▸ To do
Reproduce exactly the lines from the line containing "Would you be able to pick out the parked" through the end of the records below, including both ends, and nothing else.

========================================

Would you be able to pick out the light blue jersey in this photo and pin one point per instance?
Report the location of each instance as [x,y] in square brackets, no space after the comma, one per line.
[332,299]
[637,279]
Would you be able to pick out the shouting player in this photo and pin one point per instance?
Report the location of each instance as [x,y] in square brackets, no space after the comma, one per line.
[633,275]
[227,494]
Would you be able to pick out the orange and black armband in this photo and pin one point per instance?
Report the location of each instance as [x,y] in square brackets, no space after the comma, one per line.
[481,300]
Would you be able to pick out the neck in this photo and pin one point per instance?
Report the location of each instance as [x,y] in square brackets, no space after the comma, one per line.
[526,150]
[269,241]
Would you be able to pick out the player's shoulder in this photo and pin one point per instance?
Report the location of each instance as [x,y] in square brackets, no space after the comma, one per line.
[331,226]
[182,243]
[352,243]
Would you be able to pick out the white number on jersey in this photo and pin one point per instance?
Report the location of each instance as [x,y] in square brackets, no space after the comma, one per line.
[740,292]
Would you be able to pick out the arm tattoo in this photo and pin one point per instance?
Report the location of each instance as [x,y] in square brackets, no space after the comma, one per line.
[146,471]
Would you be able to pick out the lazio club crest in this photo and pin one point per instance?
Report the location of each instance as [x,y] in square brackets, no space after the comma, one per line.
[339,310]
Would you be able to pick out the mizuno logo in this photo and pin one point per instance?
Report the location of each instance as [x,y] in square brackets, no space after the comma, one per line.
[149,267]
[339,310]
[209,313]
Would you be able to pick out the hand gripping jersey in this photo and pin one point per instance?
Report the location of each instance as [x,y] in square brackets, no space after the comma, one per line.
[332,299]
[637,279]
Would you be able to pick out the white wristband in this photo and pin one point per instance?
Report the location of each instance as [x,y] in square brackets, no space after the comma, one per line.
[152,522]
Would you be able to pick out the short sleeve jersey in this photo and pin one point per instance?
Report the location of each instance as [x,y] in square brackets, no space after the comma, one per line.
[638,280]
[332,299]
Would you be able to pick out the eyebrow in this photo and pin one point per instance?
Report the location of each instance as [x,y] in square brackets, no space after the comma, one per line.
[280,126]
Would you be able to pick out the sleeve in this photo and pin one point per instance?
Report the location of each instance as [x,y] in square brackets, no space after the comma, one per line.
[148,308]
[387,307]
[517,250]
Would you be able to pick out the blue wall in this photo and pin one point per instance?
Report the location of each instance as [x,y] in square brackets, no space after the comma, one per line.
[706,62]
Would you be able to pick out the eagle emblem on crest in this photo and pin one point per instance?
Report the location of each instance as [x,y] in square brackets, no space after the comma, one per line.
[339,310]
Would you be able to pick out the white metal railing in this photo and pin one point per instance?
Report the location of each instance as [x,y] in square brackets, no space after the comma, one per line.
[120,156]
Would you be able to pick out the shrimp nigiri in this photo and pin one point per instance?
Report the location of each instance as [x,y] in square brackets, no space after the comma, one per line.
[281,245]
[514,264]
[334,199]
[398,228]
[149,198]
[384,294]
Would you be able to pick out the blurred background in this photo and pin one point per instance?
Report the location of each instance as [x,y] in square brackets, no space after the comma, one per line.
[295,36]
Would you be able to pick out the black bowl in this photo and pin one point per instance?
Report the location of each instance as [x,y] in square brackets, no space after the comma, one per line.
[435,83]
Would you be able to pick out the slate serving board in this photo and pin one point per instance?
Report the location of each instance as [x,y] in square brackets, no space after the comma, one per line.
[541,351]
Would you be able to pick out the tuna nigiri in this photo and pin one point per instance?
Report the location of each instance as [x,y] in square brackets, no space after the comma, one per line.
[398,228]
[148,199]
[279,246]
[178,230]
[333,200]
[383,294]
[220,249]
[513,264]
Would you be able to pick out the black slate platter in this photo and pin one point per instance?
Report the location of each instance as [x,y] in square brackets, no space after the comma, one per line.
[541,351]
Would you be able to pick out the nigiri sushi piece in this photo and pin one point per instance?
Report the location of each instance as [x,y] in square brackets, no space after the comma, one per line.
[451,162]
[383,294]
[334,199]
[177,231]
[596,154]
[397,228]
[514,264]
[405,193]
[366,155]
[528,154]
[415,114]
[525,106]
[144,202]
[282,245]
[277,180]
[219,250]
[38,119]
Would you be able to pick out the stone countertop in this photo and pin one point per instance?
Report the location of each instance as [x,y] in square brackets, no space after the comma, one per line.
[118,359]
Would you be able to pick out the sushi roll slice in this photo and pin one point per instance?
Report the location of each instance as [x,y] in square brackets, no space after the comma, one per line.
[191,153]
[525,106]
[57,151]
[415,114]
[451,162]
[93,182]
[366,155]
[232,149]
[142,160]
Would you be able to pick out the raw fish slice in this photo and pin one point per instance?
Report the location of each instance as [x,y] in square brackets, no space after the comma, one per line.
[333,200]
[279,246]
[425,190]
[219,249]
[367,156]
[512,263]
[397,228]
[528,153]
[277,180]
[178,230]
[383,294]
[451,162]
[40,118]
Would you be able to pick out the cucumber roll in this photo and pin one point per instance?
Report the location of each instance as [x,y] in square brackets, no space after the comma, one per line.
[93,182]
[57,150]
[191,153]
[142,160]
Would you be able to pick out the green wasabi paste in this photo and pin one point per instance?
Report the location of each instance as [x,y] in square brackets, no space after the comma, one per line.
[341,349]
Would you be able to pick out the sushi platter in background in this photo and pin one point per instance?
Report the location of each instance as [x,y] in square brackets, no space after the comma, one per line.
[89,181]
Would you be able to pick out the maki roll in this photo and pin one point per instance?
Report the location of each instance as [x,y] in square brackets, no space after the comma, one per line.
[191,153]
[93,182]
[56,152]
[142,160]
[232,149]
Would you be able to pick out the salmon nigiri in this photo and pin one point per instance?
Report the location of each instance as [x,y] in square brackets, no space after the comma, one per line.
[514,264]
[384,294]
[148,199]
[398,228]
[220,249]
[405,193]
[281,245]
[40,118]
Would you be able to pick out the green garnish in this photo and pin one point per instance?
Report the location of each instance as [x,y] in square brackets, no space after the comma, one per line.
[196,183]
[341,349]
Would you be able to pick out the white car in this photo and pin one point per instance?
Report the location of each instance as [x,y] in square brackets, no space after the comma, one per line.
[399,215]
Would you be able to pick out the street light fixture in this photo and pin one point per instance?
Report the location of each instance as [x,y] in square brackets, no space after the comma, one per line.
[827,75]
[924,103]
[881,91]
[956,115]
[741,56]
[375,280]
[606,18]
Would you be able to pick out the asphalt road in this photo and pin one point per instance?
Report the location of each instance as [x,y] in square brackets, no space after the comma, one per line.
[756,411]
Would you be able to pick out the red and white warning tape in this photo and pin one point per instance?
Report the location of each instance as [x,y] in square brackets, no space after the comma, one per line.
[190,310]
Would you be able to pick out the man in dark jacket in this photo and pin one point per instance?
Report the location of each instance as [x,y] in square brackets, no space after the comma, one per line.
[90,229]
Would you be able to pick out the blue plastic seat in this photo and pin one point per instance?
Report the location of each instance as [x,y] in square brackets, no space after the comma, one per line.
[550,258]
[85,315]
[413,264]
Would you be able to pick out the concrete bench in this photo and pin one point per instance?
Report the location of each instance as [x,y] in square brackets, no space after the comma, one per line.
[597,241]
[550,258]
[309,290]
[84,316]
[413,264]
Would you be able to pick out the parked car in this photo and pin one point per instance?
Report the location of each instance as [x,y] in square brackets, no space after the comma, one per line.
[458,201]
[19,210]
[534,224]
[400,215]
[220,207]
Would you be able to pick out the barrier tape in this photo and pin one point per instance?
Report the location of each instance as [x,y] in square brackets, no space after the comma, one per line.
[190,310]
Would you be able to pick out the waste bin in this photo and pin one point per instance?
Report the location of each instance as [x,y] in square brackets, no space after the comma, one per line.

========================================

▸ Response to this exercise
Would you be able to pick out the parked car in this photo and pin one point per instance?
Report the location of each instance as [x,y] in square brackets, no space after the comma, one per line.
[458,201]
[19,210]
[534,224]
[400,215]
[220,207]
Would you be able to pick out the barrier tape in this photo and pin one point per instance?
Report the location of each instance as [x,y] in square brackets, no space after the comma, one per line.
[190,310]
Would you be able to pick out the waste bin in this photo and pin one point per instance?
Report the location of each instance as [x,y] in square brackets, no space after the comma, one per line.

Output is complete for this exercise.